▸ **Task brief**: Reproduce every item below word for word, omitting the pictures.
_ _ _
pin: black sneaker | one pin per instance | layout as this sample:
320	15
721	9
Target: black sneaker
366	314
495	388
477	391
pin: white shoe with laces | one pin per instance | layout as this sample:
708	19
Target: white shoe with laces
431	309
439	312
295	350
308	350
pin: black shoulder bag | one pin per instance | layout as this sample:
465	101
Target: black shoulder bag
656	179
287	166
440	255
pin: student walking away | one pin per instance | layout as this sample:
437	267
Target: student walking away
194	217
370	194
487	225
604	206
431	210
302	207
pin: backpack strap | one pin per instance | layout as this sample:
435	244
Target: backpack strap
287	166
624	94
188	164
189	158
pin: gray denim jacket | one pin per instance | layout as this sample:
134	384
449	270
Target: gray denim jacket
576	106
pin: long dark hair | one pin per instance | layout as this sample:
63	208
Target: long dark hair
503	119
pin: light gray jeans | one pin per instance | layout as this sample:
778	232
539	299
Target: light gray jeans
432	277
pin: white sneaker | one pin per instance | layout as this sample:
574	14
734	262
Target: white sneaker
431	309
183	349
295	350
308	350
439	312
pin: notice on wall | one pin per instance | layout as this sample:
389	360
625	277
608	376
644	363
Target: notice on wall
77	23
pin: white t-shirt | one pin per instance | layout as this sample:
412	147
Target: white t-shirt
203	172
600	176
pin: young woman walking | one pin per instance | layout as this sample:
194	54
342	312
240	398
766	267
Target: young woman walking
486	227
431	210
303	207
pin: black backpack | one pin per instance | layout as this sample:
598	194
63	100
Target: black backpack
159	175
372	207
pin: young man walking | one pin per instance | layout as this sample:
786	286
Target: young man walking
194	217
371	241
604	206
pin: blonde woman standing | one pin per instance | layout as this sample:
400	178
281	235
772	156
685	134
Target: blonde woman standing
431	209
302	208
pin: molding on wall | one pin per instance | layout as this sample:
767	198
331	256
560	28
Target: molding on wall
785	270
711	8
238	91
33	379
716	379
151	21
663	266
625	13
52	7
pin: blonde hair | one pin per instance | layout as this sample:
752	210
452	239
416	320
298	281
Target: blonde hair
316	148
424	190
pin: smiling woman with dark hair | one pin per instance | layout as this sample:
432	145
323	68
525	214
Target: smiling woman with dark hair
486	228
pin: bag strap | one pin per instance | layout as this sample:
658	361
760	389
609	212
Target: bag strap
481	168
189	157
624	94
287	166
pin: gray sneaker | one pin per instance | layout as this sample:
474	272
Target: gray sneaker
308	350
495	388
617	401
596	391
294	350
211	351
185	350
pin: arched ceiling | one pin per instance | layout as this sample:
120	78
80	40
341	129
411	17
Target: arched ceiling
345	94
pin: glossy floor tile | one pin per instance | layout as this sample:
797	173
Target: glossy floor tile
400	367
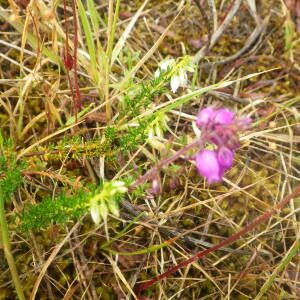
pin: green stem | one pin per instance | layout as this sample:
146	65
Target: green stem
7	251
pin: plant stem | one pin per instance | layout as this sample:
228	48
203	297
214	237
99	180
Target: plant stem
7	250
227	241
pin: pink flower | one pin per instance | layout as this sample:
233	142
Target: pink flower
221	129
223	117
208	165
209	116
225	157
205	116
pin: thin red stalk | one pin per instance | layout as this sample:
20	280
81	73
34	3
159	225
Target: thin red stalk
227	241
165	162
78	104
71	62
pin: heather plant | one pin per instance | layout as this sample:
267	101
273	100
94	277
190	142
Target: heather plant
103	109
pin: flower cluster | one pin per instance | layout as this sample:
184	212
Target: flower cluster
218	127
107	200
179	71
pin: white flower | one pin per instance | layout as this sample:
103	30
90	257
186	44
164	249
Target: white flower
175	83
163	66
95	212
180	78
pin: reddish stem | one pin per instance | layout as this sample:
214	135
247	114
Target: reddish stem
71	62
227	241
78	95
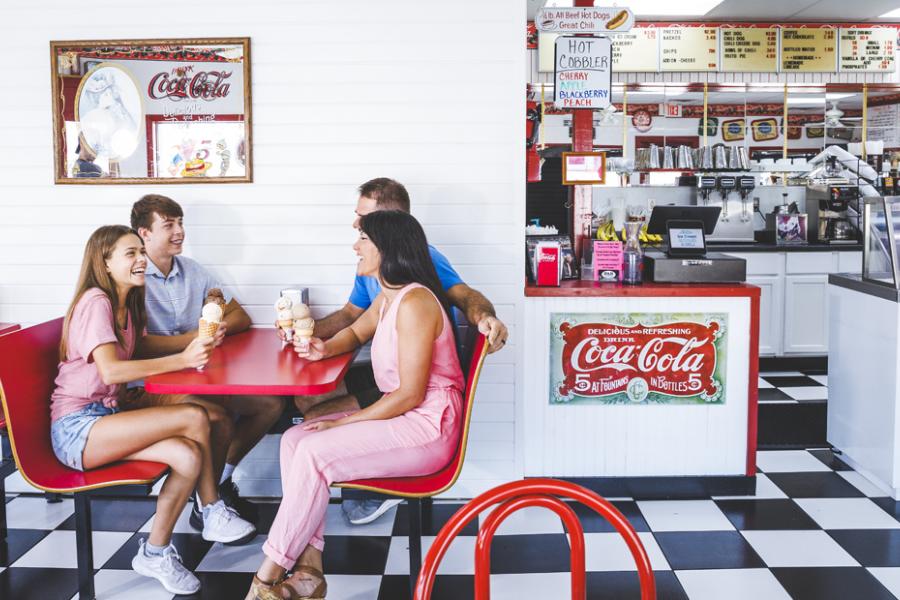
_ _ _
▸ **Complete response**:
pin: black sneaker | one pin per instance | layout as this sample:
320	15
721	9
Target: black sneaker
366	314
495	388
477	391
pin: white shoe with laces | one pin per instance | layout as this sample:
708	19
Target: white shoe with laces
431	309
439	312
295	350
308	350
pin: black shoulder bag | one pin per instance | layout as this sample:
465	101
Target: black shoulder bag
656	179
287	166
440	255
pin: student walking away | one pin per instance | layout as this sample:
437	267
Target: student walking away
194	217
370	194
487	225
604	206
431	210
302	207
pin: backpack strap | one pin per instance | layout as this sample:
435	244
Target: backpack strap
287	166
624	94
188	164
189	158
pin: gray denim jacket | one pin per instance | layout as this sample:
134	384
449	270
Target: gray denim jacket
576	106
pin: long dark hair | one pin per instance | layout as this sample:
63	208
Target: long dark hair
503	119
pin: light gray jeans | one pin per instance | layout as this sample:
778	232
539	299
Target: light gray jeans
432	277
pin: white sneaker | one pin per instance | layout as this sample:
574	14
734	262
Target: white sneaker
431	309
183	349
295	350
308	350
439	312
pin: notice on wall | one pin per instance | layout as this sample:
389	360
625	277
608	376
644	363
Target: notice on wall
77	23
pin: white t-shirt | one pin per instance | layout as this sample:
412	147
Target: white t-shirt
203	172
600	176
pin: young woman walking | one pin per instance | layout as this sample:
194	54
342	312
240	398
766	267
Target: young woman walking
486	227
431	210
303	207
pin: black backpack | one pin per instance | layout as this sample:
598	194
63	100
Target: black backpack
159	175
372	207
pin: young man walking | one pin per instance | layout as this sample:
786	286
Target: young man walking
194	217
371	241
604	206
pin: blonde woman standing | one pin per instance | layout as this sample:
400	178
281	235
772	156
685	134
Target: blonde woman standing
431	209
302	208
pin: molding on wall | one pin per instance | layout as this sample:
767	198
331	256
560	28
Target: molding on wall
785	270
711	8
238	91
33	379
716	379
151	21
663	266
625	13
52	7
pin: blonde hair | one pin per instance | layout as this sample:
752	210
452	239
416	320
298	281
Target: blonde hair
316	148
424	190
pin: smiling woman with dark hair | one pin per instance | layout as this sample:
432	145
323	68
525	214
Target: smiling woman with dark hair
486	228
pin: bag strap | one pin per instance | layout as this sample:
658	361
760	389
609	212
Target: bag strap
481	168
189	157
624	94
287	166
pin: gray sneaker | one pin per instance | layout as this sample:
474	272
Target: gray sneaker
308	350
495	388
617	401
596	391
294	350
211	351
185	350
pin: arched ceiling | one pin per instance | layout as this sample:
120	78
80	40
341	129
411	17
Target: arched ceiling
345	94
pin: glossy floor tile | one pin per instance | layout as this sample:
797	173
Target: glossy floor tile
400	367
pin: green stem | one pin per instance | layout as this sample:
146	65
Target: green stem
7	251
pin: plant stem | one pin per instance | layout as this sample:
228	48
203	297
214	237
99	180
Target: plant stem
7	250
227	241
pin: pink flower | one pin per instance | layout as this sample:
233	142
Target: pink flower
221	129
223	117
208	165
209	116
225	157
205	116
pin: thin red stalk | one pin per instance | layout as this sample:
20	280
81	73
34	3
159	225
Target: thin red stalk
227	241
165	162
78	104
71	62
pin: heather plant | one pin per instance | layout as this sample:
267	101
273	100
94	277
190	142
Target: heather plant
103	109
pin: flower cluster | one pin per instance | layout as this sample:
184	212
Target: flower cluster
218	127
107	200
179	71
pin: white flower | one pin per instance | layout as this sample:
103	30
90	257
186	44
164	249
Target: white flower
175	83
163	66
95	212
180	78
pin: reddish stem | one pin per instance | layout as this sample:
214	135
247	114
Target: reddish stem
71	62
227	241
78	95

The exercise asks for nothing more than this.